▸ **PROVIDED TEXT**
********
FRISCO, Texas – As the Southland Conference officially resumes athletic competition for the first time in more than eight months this week, the league returns to play with a renewed focus on prioritizing the health and safety of its student-athletes, coaches, officials and fans. This week’s opening men’s and women’s basketball games mark the first time since March that officially-sanctioned Southland activity will occur following the onset of the COVID-19 pandemic.
While some Southland members have participated in various sports during the fall semester, the league’s Board of Directors approved in August that the league’s championship competition for fall sports shift to the spring semester. Sports such as volleyball, soccer and cross country will have spring playing dates, and seven of the 11 football programs are planning for a shortened six-game league schedule beginning in late February. All fall sports with a revised spring calendar will have NCAA Championships access.
The last official competitions in the Southland occurred during the league’s basketball tournament on March 11, before all NCAA sports were suspended and ultimately canceled for the remainder of the spring semester.
********
▸ **Data records**
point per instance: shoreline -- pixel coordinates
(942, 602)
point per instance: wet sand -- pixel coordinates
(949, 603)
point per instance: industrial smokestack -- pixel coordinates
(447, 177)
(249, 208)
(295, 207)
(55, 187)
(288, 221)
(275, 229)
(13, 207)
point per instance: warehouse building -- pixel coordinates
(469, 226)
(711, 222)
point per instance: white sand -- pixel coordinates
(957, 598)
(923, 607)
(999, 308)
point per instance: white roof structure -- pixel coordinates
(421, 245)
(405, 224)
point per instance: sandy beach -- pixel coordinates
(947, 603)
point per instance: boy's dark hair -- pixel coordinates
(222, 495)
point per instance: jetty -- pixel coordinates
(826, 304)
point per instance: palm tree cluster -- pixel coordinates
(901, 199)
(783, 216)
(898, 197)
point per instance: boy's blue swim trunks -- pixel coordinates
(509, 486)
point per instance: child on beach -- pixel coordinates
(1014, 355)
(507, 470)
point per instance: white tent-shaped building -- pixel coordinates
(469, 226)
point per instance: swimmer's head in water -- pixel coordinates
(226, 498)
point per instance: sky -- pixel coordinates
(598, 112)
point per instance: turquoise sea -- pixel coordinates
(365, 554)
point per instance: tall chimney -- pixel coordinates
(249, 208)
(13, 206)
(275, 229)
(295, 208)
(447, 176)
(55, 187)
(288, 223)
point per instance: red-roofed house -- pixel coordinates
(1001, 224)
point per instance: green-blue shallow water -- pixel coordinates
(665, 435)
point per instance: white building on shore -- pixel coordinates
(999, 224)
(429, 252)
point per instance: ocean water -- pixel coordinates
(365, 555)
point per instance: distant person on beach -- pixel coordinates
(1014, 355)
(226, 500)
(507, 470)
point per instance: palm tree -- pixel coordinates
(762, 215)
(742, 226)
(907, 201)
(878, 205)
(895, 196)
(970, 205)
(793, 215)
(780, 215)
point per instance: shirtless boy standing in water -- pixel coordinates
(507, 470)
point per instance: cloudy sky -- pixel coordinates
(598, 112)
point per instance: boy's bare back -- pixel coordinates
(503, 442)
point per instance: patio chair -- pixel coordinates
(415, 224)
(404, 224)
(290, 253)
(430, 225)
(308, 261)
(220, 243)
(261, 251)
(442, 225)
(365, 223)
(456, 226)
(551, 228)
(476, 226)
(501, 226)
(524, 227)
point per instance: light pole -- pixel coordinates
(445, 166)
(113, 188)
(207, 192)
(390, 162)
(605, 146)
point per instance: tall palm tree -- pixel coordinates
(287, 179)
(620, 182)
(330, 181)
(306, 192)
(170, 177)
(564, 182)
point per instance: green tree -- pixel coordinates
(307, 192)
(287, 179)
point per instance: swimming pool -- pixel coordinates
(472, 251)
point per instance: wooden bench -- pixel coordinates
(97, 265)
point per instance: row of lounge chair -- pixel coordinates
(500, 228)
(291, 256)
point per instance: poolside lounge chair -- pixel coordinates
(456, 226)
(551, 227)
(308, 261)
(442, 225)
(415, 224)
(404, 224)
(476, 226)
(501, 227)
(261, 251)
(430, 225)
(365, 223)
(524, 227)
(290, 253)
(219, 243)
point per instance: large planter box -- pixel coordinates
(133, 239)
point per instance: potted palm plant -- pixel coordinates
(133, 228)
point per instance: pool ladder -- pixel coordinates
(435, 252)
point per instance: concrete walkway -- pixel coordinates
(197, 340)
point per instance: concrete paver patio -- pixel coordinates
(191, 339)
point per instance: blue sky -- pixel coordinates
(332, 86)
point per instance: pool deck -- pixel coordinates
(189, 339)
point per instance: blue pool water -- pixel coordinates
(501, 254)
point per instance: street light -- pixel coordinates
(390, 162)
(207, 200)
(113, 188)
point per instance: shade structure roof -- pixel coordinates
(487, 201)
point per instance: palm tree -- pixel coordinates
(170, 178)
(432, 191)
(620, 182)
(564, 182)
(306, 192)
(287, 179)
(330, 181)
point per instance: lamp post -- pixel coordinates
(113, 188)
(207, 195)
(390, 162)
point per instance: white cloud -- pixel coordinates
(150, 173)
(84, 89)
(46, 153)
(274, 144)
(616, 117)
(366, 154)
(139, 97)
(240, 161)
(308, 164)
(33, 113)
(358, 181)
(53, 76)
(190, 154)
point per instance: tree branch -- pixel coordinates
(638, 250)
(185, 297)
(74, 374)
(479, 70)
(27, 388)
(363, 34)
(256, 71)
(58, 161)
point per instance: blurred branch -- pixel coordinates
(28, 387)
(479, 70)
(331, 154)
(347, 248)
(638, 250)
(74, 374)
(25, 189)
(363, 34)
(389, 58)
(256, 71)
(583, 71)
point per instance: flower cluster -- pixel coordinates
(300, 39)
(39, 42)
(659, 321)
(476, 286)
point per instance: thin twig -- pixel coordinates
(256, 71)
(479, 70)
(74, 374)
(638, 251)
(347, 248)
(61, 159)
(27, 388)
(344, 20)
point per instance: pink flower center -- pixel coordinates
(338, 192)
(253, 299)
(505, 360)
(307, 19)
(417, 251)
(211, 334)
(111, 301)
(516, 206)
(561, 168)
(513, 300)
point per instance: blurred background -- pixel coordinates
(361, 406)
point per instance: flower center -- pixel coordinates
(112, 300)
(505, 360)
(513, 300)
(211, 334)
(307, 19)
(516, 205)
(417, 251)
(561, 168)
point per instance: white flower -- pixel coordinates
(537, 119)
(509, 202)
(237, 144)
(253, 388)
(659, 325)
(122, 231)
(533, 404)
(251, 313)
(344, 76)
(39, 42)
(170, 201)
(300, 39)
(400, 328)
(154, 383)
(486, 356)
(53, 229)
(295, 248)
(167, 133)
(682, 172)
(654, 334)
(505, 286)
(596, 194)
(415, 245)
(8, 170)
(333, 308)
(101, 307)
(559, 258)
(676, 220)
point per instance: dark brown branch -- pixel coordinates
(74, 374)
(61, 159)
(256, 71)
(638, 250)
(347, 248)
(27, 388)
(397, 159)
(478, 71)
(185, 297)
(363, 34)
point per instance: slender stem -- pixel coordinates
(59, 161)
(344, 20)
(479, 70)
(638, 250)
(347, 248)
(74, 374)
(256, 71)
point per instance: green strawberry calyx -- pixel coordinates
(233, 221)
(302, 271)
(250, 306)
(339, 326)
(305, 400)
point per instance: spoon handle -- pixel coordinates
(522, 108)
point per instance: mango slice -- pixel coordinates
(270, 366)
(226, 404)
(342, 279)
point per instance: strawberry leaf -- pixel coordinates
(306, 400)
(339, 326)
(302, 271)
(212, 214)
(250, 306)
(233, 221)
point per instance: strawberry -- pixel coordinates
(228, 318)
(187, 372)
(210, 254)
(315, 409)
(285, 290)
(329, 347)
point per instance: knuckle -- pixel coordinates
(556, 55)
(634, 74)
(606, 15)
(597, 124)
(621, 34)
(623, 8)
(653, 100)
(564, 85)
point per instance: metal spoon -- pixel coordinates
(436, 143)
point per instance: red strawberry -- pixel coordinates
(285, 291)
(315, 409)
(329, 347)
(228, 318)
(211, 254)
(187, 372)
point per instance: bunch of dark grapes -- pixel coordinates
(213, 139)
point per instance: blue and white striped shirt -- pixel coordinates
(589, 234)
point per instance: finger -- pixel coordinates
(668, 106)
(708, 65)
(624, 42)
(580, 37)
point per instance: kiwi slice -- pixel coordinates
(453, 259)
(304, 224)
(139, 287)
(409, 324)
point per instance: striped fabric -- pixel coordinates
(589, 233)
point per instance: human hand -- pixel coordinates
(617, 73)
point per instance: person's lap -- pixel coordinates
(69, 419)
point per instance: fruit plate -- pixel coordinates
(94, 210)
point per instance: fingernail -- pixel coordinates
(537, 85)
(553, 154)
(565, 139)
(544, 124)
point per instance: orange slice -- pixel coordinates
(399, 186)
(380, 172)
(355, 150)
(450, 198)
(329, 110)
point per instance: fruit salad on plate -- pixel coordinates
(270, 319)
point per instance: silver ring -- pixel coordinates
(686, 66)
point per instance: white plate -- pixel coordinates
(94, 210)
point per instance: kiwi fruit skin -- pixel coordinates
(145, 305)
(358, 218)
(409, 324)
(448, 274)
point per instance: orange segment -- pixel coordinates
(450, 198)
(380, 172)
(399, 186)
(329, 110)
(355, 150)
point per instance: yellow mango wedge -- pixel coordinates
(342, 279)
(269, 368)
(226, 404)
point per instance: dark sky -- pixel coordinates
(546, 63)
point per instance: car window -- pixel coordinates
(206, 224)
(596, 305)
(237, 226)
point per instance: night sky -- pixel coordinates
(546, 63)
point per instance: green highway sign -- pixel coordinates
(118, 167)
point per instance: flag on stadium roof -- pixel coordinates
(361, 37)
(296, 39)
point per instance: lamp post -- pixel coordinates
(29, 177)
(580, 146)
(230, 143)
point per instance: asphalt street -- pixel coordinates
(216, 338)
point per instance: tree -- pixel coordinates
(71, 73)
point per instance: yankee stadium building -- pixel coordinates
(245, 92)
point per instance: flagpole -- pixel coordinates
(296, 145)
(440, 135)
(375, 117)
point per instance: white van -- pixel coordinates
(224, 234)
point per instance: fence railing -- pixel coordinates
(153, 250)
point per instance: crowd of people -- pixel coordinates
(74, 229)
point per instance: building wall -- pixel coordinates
********
▸ **EXERCISE A**
Answer these from the Southland Conference article:
(i) How long had it been since the Southland Conference last held athletic competition?
(ii) How many football programs are planning for a shortened league schedule?
(iii) On what date did the last official Southland competitions take place?
▸ **EXERCISE B**
List every group whose health and safety the Southland Conference article says the league is prioritizing.
▸ **EXERCISE C**
Write the next few sentences of the Southland Conference article.

▸ **RESPONSE A**
(i) More than eight months
(ii) Seven of the 11 football programs
(iii) March 11

▸ **RESPONSE B**
Student-athletes, coaches, officials, fans

▸ **RESPONSE C**
With safety measures in place for basketball competition at Southland campuses in 2020-21, the sport will look different in many regards, as new protocols have been set in accordance with guidance from the NCAA, the Centers for Disease Control and Prevention (CDC), state and local healthcare officials, and other campus and governmental directives.
“It’s been a challenging time in our league and across the entire NCAA in recent months as we’ve navigated the many complexities of return-to-play protocols during the pandemic,” Southland Commissioner Tom Burnett said. “While the complications of moving forward may continue, we have been very pleased with the collaborative effort of our membership to provide student-athletes with their competitive opportunities, keeping health and safety as a priority. This includes identifying required testing solutions, appropriate facility planning and operations, and more specific gameday preparation for each sport.”
As it relates to COVD-19 testing for basketball, Southland members are complying with the NCAA-recommended protocol of three-times-a-week in-season testing for individuals considered in “Tier 1,” such as a team’s student-athletes, coaches, trainers, managers and other immediate support staff. Game officials are also considered “Tier 1” individuals and are being tested in the same manner. “Tier 2” individuals, such as athletic administrators and other support personnel, can come in contact with “Tier 1” individuals with proper distancing and masking measures. “Tier 3” individuals, such as event services personnel and media members, should not come in close contact with “Tier 1” at all. Spectators are not considered in any of the tiers and should observe and comply with campus and local health mandates and guidance.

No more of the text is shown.